Your objective:
Exactly as written, print each of the entries.
---------------
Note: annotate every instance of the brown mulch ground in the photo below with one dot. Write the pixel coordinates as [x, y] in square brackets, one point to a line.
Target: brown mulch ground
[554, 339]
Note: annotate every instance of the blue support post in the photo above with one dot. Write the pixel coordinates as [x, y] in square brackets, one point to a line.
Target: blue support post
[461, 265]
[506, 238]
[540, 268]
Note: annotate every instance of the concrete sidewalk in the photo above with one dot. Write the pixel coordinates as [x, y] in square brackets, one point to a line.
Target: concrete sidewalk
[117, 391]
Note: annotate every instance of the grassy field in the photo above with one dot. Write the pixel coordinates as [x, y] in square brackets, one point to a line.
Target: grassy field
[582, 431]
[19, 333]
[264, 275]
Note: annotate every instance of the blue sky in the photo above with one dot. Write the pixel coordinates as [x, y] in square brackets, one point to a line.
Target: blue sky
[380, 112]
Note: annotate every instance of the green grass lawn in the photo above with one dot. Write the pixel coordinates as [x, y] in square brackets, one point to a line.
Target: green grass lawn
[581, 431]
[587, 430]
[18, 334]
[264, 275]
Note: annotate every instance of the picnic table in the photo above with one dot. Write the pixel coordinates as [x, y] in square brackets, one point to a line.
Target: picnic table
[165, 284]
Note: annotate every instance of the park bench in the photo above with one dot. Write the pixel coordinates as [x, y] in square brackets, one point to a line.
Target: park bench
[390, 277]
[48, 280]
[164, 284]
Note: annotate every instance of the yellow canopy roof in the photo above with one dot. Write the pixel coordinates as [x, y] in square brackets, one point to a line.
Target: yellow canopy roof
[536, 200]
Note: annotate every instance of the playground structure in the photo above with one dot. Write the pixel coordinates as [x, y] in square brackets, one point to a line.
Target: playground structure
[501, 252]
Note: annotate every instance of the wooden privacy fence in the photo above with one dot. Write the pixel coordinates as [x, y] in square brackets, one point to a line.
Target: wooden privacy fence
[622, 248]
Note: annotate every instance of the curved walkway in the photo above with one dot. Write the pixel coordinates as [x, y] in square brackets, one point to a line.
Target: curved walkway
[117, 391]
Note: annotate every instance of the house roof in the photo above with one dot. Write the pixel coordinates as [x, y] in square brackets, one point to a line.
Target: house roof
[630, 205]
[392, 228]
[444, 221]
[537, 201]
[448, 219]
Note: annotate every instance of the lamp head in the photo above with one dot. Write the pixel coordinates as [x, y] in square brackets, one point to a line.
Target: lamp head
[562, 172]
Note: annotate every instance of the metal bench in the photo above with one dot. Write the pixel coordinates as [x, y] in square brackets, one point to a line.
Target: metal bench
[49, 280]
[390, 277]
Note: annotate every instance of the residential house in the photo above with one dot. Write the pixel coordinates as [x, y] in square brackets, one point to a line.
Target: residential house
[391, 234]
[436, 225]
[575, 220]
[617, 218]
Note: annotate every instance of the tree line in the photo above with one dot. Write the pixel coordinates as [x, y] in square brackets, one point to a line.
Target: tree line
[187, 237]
---------------
Solution below:
Note: annotate every instance of the brown mulch ground in the photo below with one dot. Write the pixel coordinates as [x, y] in square brackets, one point to a line.
Target: brown mulch ground
[554, 339]
Note: annotate every instance of the blue support post in the photo above with one dot. Write the pixel coordinates as [x, y] in square brackets, one point to a line.
Target: blue support post
[461, 265]
[506, 238]
[540, 268]
Note: annotate every instance of the concrete sidewalk in the photo above with one dot. Write the pixel coordinates as [x, y] in square brackets, one point to a line.
Target: concrete sidewalk
[117, 391]
Note: annotate every instance of the grassy field in the photo above with one dot. Write the pixel coordinates as [x, y] in square brackets, one point to a line.
Target: grassy field
[582, 431]
[19, 333]
[264, 275]
Note: annotate every instance of the blue sky in the photo above with one dot. Write the pixel coordinates as [x, y] in square brackets, one point to a line.
Target: blue sky
[380, 112]
Note: annotate every instance of the green grass lawn in the photo above with one dot. Write the pixel coordinates as [x, y] in square brackets, one point to a line.
Target: green grass lawn
[581, 431]
[587, 430]
[18, 334]
[264, 275]
Note: annotate every instance of the picnic table in the photo above with one dot. Write the pixel coordinates as [x, y] in square brackets, one point to a line.
Target: picnic table
[165, 284]
Note: annotate every instance of the park bench in the photo above with one dot. Write the pixel coordinates as [x, y] in square brackets, one point to a line.
Target: park bench
[390, 277]
[48, 280]
[164, 284]
Note: annotate every instance of the yellow canopy roof in the photo above with one dot. Write the pixel coordinates as [x, y] in square brackets, one point to a line.
Target: yellow canopy roof
[536, 200]
Note: annotate every instance of the playground structure in the photo above with one dot. Write the pixel coordinates as [x, y] in square brackets, one point to a line.
Target: playground structure
[501, 252]
Note: annotate every instance of the wooden privacy fence in the photo above with one dot. Write the pixel coordinates as [x, y] in square brackets, one point to a line.
Target: wooden privacy fence
[622, 248]
Note: annotate every instance of the curved walkway in the photo above with one dot. Write the pixel coordinates as [x, y] in square brackets, one point to a line.
Target: curved walkway
[117, 391]
Note: annotate every instance of the house roof in the photo above with one dot. Write the pixel coordinates as [x, y] in square brackets, one point to a line.
Target: house roof
[630, 205]
[392, 228]
[444, 221]
[537, 201]
[448, 219]
Note: annotate every instance of the lamp head in the photo above with one dot. Write the pixel coordinates as [x, y] in square brackets, one point to a line.
Target: lamp head
[562, 172]
Note: annotate every instance of the metal bench in the photo above with one dot. Write the pixel coordinates as [x, y] in square brackets, one point to a line.
Target: metal bench
[49, 280]
[390, 277]
Note: annotate every instance of the residential house in the photo above with one dot. Write the pixel coordinates as [x, y] in square brackets, one point to a line.
Target: residential house
[391, 234]
[436, 225]
[575, 220]
[617, 218]
Note: annotate every instance of the tree line in the photo above with one dot. Write the pixel coordinates as [x, y] in square brackets, one point to a line.
Target: tree line
[187, 237]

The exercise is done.